---------- MATERIAL

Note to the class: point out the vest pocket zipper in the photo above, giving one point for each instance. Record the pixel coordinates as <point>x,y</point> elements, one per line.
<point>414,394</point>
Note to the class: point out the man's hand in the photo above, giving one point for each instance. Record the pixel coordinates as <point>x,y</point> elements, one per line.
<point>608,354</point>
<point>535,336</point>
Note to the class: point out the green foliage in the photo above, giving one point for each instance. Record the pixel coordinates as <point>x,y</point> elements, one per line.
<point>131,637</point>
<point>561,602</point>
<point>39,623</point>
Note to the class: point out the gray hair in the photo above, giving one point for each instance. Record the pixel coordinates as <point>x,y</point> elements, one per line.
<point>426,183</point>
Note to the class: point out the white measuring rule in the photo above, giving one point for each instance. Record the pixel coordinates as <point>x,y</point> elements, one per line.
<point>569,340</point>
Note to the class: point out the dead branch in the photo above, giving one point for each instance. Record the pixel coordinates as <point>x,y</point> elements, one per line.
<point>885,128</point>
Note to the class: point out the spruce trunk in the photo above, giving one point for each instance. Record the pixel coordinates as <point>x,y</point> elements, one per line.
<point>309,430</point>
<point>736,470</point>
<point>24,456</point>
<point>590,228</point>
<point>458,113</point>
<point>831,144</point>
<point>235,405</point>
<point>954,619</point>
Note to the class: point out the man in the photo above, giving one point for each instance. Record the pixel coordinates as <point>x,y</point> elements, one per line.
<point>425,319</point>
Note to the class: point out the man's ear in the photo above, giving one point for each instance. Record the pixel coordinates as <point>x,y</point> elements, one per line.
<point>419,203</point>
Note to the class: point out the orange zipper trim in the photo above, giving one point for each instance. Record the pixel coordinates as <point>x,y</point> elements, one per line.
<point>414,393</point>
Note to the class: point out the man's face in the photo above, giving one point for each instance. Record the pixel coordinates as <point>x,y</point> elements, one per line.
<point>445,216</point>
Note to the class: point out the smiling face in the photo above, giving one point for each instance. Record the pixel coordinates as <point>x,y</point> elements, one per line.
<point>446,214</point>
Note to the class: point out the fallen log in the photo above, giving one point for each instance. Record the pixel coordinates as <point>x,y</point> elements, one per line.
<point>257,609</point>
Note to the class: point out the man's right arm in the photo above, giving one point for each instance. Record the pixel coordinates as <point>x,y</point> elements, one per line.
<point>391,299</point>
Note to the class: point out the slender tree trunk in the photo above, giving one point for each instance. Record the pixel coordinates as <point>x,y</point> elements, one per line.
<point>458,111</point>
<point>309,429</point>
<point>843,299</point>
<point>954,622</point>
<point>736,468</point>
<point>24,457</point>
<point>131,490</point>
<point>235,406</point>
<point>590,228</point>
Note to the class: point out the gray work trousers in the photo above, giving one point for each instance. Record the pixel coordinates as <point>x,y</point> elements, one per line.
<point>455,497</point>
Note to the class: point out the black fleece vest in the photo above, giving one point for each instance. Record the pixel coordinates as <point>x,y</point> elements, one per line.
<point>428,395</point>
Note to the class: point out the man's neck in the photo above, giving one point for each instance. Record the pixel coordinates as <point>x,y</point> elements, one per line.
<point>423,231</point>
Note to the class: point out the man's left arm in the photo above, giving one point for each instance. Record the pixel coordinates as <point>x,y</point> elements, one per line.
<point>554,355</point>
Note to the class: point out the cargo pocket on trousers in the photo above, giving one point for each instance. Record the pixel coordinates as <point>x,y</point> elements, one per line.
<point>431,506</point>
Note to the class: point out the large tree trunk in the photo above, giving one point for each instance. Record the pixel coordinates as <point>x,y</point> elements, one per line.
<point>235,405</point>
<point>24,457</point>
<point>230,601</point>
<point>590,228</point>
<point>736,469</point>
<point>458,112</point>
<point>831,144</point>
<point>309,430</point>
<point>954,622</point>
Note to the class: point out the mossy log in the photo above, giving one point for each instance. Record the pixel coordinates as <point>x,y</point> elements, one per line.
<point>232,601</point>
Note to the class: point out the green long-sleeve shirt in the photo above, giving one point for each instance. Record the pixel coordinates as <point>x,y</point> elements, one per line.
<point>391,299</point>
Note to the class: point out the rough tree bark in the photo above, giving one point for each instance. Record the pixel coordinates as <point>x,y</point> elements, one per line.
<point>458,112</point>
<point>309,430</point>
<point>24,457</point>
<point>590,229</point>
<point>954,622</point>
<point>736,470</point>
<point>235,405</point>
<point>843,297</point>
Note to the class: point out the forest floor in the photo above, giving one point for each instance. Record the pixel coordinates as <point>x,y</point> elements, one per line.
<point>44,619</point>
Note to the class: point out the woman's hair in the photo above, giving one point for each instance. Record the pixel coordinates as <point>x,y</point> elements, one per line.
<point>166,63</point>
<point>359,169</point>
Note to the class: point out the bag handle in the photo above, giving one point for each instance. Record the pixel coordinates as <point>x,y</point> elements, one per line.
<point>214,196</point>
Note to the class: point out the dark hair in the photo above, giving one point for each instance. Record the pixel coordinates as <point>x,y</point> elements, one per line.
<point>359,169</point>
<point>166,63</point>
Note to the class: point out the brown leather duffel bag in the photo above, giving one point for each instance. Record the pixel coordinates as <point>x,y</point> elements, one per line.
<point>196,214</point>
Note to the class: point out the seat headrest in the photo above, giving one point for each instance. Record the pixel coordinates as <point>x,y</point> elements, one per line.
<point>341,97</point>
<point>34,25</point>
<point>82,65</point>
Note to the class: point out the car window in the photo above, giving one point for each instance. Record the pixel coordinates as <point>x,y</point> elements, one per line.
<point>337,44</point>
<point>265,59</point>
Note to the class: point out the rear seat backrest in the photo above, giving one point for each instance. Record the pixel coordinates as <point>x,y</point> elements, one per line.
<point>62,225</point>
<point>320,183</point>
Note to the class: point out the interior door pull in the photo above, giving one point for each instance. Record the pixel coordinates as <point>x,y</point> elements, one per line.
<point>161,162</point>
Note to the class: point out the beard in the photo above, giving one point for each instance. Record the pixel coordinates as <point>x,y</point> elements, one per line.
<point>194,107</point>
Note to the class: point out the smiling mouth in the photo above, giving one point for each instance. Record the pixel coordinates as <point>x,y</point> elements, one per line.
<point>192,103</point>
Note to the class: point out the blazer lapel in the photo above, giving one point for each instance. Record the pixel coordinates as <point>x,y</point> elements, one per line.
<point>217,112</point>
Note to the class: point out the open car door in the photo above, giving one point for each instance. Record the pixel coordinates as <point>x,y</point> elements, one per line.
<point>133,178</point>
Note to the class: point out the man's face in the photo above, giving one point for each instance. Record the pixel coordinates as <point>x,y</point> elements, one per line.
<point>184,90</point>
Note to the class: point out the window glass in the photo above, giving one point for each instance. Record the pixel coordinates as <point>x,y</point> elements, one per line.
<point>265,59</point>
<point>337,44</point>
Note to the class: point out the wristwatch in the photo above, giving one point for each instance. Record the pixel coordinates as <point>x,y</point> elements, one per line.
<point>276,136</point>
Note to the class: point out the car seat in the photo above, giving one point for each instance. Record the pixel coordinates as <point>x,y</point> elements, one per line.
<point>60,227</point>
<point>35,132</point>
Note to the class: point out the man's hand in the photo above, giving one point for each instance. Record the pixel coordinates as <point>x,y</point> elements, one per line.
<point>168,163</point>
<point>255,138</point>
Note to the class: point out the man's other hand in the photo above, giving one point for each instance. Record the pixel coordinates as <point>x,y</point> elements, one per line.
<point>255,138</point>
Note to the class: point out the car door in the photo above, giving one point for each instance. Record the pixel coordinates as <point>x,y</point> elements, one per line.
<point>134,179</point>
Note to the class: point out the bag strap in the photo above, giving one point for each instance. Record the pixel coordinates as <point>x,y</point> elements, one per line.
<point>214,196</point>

--------------------

EXERCISE TASK ->
Reproduce the items verbatim, starting at the line with "Note to the class: point out the spruce" and continuing up to and including the line with "<point>414,393</point>".

COMPLETE RESPONSE ->
Note to the class: point out the spruce trunk in the photo above, giving one point for each instance. Record the pixel coordinates as <point>x,y</point> elements, one per line.
<point>309,430</point>
<point>736,470</point>
<point>24,456</point>
<point>590,228</point>
<point>458,113</point>
<point>831,144</point>
<point>235,405</point>
<point>954,619</point>
Note to the class: point out the man in the photo above, giving one point for each instance. Record the pixel coordinates as <point>x,y</point> elements, one per line.
<point>425,319</point>
Note to the class: point out the man's ear in the photo above, giving one point for each instance. Record the pixel coordinates as <point>x,y</point> elements, one per line.
<point>419,203</point>
Note to the class: point out the orange zipper trim in the photo above, giving one point for each instance. Record the pixel coordinates as <point>x,y</point> elements, one per line.
<point>414,393</point>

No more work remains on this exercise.